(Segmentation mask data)
* * * * *
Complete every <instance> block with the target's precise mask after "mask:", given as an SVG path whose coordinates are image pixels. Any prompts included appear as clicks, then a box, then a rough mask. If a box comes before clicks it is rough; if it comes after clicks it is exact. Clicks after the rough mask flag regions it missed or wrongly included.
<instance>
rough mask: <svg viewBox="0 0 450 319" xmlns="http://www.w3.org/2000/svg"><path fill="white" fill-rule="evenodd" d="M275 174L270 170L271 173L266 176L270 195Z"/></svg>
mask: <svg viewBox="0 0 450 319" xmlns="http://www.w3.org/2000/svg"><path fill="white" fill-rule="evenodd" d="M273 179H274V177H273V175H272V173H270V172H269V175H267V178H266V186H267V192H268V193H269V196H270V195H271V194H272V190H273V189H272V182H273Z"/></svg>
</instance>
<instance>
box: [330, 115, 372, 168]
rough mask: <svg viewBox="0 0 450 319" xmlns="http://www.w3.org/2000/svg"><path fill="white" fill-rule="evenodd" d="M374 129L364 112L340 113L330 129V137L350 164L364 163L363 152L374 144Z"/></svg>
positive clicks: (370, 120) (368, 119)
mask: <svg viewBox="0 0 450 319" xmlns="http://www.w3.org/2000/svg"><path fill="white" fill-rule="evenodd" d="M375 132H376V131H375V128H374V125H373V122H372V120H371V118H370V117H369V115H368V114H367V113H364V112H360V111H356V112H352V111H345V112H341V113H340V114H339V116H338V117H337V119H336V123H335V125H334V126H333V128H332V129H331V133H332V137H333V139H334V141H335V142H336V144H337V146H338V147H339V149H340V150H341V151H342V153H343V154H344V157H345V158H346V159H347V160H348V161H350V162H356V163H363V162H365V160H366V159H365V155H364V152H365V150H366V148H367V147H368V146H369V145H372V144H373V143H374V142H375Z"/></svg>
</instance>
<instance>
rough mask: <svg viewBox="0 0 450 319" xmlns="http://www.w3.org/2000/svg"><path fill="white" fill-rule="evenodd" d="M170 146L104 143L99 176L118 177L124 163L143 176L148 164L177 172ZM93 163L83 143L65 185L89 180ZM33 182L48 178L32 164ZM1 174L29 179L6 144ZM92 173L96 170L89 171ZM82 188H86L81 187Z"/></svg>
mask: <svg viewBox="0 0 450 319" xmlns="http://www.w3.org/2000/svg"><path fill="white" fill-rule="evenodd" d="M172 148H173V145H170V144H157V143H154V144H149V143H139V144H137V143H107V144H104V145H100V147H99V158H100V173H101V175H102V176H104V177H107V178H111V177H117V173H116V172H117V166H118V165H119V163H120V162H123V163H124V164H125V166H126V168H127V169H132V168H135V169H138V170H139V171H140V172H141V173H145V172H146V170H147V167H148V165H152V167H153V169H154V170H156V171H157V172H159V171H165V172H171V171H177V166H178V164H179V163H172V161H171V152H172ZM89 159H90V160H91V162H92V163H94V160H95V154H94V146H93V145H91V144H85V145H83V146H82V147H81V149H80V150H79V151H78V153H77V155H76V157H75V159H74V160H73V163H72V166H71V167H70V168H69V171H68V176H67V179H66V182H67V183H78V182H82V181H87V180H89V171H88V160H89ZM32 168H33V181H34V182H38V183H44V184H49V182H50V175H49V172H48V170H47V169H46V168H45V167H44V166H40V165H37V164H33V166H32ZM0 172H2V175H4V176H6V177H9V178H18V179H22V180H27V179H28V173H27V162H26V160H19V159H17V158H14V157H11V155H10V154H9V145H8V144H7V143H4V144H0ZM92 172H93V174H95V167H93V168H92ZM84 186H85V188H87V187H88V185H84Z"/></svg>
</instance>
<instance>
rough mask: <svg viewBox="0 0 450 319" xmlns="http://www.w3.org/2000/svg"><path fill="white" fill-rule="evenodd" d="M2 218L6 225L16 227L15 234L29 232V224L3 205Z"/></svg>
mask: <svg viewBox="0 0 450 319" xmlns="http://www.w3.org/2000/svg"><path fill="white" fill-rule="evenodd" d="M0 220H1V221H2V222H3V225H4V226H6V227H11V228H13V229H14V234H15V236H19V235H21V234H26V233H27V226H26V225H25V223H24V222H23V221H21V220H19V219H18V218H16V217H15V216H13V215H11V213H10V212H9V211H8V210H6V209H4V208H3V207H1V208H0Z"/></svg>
* * * * *
**WHAT IS EXPECTED**
Reproduce every record that appears above, keeping the wording exact.

**RESULT FOR THIS TASK**
Complete every <instance> block with the target's precise mask after "mask:", given as an SVG path whose coordinates are image pixels. Any prompts included appear as clicks, then a box, then a rough mask. If a box comes before clicks it is rough; if it comes after clicks it is exact. Clicks after the rough mask flag regions it missed or wrongly included.
<instance>
rough mask: <svg viewBox="0 0 450 319" xmlns="http://www.w3.org/2000/svg"><path fill="white" fill-rule="evenodd" d="M275 174L270 170L271 173L266 176L270 195Z"/></svg>
mask: <svg viewBox="0 0 450 319" xmlns="http://www.w3.org/2000/svg"><path fill="white" fill-rule="evenodd" d="M273 179H274V177H273V175H272V173H270V172H269V175H267V178H266V186H267V192H268V193H269V196H270V195H271V194H272V190H273V189H272V182H273Z"/></svg>
</instance>
<instance>
box: [330, 115, 372, 168]
rough mask: <svg viewBox="0 0 450 319" xmlns="http://www.w3.org/2000/svg"><path fill="white" fill-rule="evenodd" d="M374 129L364 112L340 113L330 129V137L350 164L364 163L363 152L374 144Z"/></svg>
positive clicks: (370, 120) (368, 119)
mask: <svg viewBox="0 0 450 319" xmlns="http://www.w3.org/2000/svg"><path fill="white" fill-rule="evenodd" d="M375 132H376V131H375V128H374V125H373V122H372V120H371V118H370V117H369V115H368V114H367V113H364V112H360V111H356V112H352V111H345V112H341V113H340V114H339V116H338V117H337V119H336V123H335V125H334V126H333V128H332V129H331V133H332V137H333V139H334V141H335V142H336V144H337V146H338V147H339V149H340V150H341V151H342V153H343V154H344V157H345V158H346V159H347V160H348V161H350V162H356V163H363V162H365V160H366V159H365V155H364V152H365V150H366V148H367V147H368V146H369V145H372V144H373V143H374V142H375Z"/></svg>
</instance>
<instance>
rough mask: <svg viewBox="0 0 450 319" xmlns="http://www.w3.org/2000/svg"><path fill="white" fill-rule="evenodd" d="M170 146L104 143L99 176L118 177L124 163L143 176L148 164L177 172ZM93 163L83 143L65 185L89 180ZM33 182L48 178L32 164ZM1 174L29 179L6 144ZM92 173L96 170L89 171ZM82 188H86L81 187Z"/></svg>
mask: <svg viewBox="0 0 450 319" xmlns="http://www.w3.org/2000/svg"><path fill="white" fill-rule="evenodd" d="M172 148H173V145H170V144H157V143H154V144H149V143H139V144H137V143H107V144H104V145H100V147H99V158H100V173H101V175H102V176H104V177H107V178H111V177H117V173H116V172H117V166H118V165H119V163H120V162H123V163H124V164H125V166H126V168H127V169H132V168H135V169H138V170H139V171H140V172H141V173H145V172H146V170H147V167H148V165H152V167H153V169H154V170H156V171H157V172H159V171H165V172H171V171H177V166H178V164H179V163H172V161H171V152H172ZM89 159H90V160H91V162H92V163H94V160H95V154H94V146H93V145H91V144H85V145H83V146H82V147H81V149H80V150H79V151H78V153H77V155H76V157H75V159H74V160H73V163H72V166H71V167H70V168H69V171H68V176H67V179H66V182H67V183H78V182H82V181H87V180H89V171H88V160H89ZM32 168H33V181H34V182H38V183H44V184H49V182H50V175H49V172H48V170H47V169H46V168H45V167H44V166H40V165H37V164H33V166H32ZM0 172H2V175H4V176H6V177H9V178H18V179H22V180H27V179H28V173H27V162H26V160H19V159H17V158H14V157H11V155H10V154H9V145H8V144H7V143H4V144H0ZM92 172H93V174H95V167H93V168H92ZM84 186H85V188H87V187H88V185H84Z"/></svg>
</instance>
<instance>
rough mask: <svg viewBox="0 0 450 319" xmlns="http://www.w3.org/2000/svg"><path fill="white" fill-rule="evenodd" d="M2 218L6 225L16 227L15 234L29 232V224L3 205Z"/></svg>
mask: <svg viewBox="0 0 450 319" xmlns="http://www.w3.org/2000/svg"><path fill="white" fill-rule="evenodd" d="M0 220H1V221H2V222H3V225H4V226H6V227H11V228H13V229H14V234H15V236H19V235H21V234H26V233H27V226H26V225H25V223H24V222H23V221H21V220H19V219H18V218H16V217H15V216H13V215H11V213H10V212H9V211H8V210H6V209H4V208H3V207H1V208H0Z"/></svg>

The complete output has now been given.